■ **INPUT MATERIAL**
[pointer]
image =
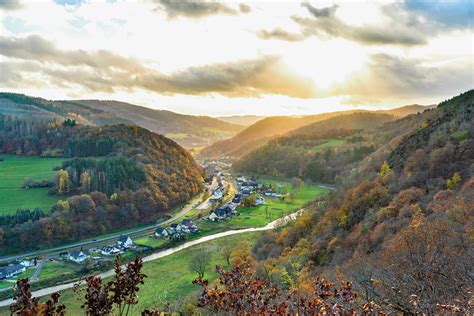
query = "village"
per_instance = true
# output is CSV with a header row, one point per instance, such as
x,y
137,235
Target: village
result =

■ **WHAT IS NEEDED**
Retype all of the entries exactly as written, leaving out any images.

■ **EXERCISE SOLUTION**
[pointer]
image =
query = "village"
per_instance = true
# output is CSV with a header row, one point per instance, such as
x,y
137,235
Target: village
result =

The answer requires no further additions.